+++ Records for this exercise +++

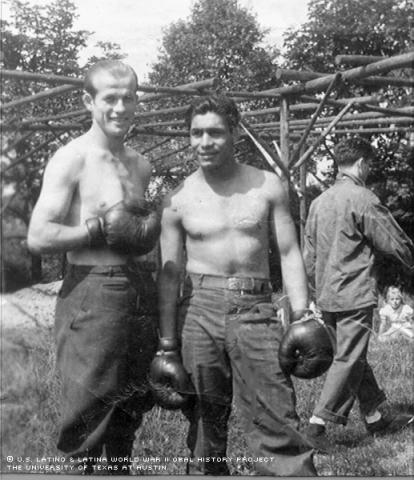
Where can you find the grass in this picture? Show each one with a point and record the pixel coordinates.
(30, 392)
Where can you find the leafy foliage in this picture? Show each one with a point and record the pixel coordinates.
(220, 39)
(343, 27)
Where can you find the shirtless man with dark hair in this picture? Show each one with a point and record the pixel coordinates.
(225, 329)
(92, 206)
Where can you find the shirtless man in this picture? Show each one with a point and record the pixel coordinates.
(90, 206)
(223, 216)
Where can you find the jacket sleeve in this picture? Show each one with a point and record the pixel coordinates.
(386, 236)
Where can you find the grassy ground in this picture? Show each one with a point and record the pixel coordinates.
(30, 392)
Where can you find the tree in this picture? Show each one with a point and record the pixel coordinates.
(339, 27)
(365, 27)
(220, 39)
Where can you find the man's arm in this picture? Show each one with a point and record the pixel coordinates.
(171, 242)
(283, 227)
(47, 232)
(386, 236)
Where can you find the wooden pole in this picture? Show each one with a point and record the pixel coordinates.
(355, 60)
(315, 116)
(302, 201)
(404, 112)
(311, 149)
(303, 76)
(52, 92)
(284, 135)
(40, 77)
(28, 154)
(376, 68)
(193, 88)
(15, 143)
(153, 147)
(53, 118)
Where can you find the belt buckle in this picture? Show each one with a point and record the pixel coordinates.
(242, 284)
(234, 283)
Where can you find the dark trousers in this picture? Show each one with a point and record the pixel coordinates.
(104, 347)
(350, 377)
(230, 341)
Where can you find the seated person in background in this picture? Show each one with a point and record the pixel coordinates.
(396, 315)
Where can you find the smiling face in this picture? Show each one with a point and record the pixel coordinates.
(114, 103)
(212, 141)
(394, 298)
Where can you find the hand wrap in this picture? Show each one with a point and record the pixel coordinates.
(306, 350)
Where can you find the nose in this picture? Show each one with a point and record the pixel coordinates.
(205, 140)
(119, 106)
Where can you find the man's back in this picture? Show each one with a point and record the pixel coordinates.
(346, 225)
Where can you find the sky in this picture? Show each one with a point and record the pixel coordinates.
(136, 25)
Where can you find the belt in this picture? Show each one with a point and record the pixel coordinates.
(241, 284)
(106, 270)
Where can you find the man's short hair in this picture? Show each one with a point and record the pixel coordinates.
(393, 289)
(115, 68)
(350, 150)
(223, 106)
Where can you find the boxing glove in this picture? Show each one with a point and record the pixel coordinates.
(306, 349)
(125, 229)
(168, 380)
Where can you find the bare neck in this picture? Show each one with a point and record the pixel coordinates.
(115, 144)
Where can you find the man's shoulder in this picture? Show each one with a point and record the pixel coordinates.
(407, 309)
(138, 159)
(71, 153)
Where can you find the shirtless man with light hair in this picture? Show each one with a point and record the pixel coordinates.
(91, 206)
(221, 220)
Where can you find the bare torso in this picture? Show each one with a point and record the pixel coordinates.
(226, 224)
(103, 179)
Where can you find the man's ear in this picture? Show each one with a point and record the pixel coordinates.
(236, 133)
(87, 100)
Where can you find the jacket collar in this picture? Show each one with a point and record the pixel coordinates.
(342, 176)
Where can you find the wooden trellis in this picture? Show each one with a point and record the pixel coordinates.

+++

• **Work to be completed**: Rescale the material from the line containing "Where can you find the bare neck" through the end, repeating every line with the requests included. Multiply each coordinate in the answers by 2.55 and round it to a whole number, rounding halves up.

• **Answer to the problem**:
Where can you find the bare neck in this picture? Show each one with a point and record the pixel coordinates.
(293, 367)
Where can you find the man's shoulder in this picture? Show each one with a point and record the pixel coordinates.
(1038, 788)
(352, 405)
(181, 390)
Where can you find the shirtless man with light hair in this picture? Show each one with a point and record the pixel coordinates.
(232, 525)
(564, 561)
Where can you find the bare torso in this picture? Show each one with a point and record the pixel coordinates.
(576, 571)
(263, 456)
Where can you find the man's ear in this picture? Show each one with a point and record the pixel coordinates.
(602, 339)
(222, 255)
Where can you find the jacket collar in this picture? Show each one with a point and record the pixel coordinates.
(872, 449)
Where can you find the wooden trellis in this picture? Show each one with a point and record the pixel coordinates.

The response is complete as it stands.